- _TEXT BLOCK_
# new 3 gallon glo fish tank



## penguinlover (Jan 12, 2014)

hi my husband bought me a 3 gallon glo fish tank for christmas. it has been set up for a week now. so today we went to a pet store but they werent very helpful and didnt have any glo fish. so i bought 3 penguin fish and 2 glass catfish. later on i went to a better pet store where they gave me better help. but also adviced me that my fish would probably die. i was just wondering how many glo fish can live in a 3 gallon tank and any other advice would be helpful.


----------



## Sylverclaws (Jul 16, 2012)

Unfortunately, and I hate to say this since it was a lovely thought for a gift...but three gallon tanks can't really support much of anything. With plants and a small heater it might be able to support some cherry shrimp....MAYBE a betta, but they really do like having a 5 gallon, or a divided one(five gallons can cycle right, these smaller "Tanks" cannot really cycle, filter or heat properly and are a big risk of killing your fish).

Take those fish back immediately. For one, the glass catfish(or ghost glass fish, or ghost cat...) needs 30+ gallons and a group of five or more, they get four inches long and are social. 
The Penguin fish, or Penguin Tetras(I LOVE THOSE) get about three inches long and need a great deal more space(30-40 gallons, these are a MINIMUM size requirement for the fish, bigger is actually much better for them). If you want these kinds of fish, these two types together especially, you will want a forty+ gallon tank, long not tall, with 6-8 tetras and at least four or five of the catfish. All tetras must be kept in groups of five or more as a minimum, they can get very stressed and even aggressive or depressed without a proper group. 


Glowfish are actually Skirt tetras and Zebra Danios(the smaller stripey ones being the danios and the big wide-bodied ones are actually tetras) who have been tampered with to glow and be odd colors. They can't be in tanks smaller than 20 gallons, long not tall, and need groups of five. 

That said, the REASON they sell those tiny tanks, is to make a profit. Sure, some of them look gorgeous and are costly...but they're really just fancy bowls no good for anything but keeping maybe a few plants, snails...not the best for fish, and shrimp is also pushing it a bit, but set up right with a lot of work and experience, some have pulled off smaller tanks with shrimp. Anything under five gallons shouldn't really have fish, five gallons can only hold a single betta and maybe a few cherry shrimp or snails...Sometimes Endlers Guppies can fit in there in a small group of four or so.

- _DATA PROVIDED_

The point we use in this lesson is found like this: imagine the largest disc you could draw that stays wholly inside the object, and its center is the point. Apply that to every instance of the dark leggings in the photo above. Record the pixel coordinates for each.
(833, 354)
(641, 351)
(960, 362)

- _THE TASKS_
A - In the thread about the 3 gallon glo fish tank, what is the smallest tank size that glowfish can be kept in?
B - From the thread about the 3 gallon glo fish tank, extract the passage starting with "Unfortunately, and I" and going on through "killing your fish).".

- _COMPLETE ANSWERS_
A - 20 gallons, long rather than tall.

B -
Unfortunately, and I hate to say this since it was a lovely thought for a gift...but three gallon tanks can't really support much of anything. With plants and a small heater it might be able to support some cherry shrimp....MAYBE a betta, but they really do like having a 5 gallon, or a divided one(five gallons can cycle right, these smaller "Tanks" cannot really cycle, filter or heat properly and are a big risk of killing your fish).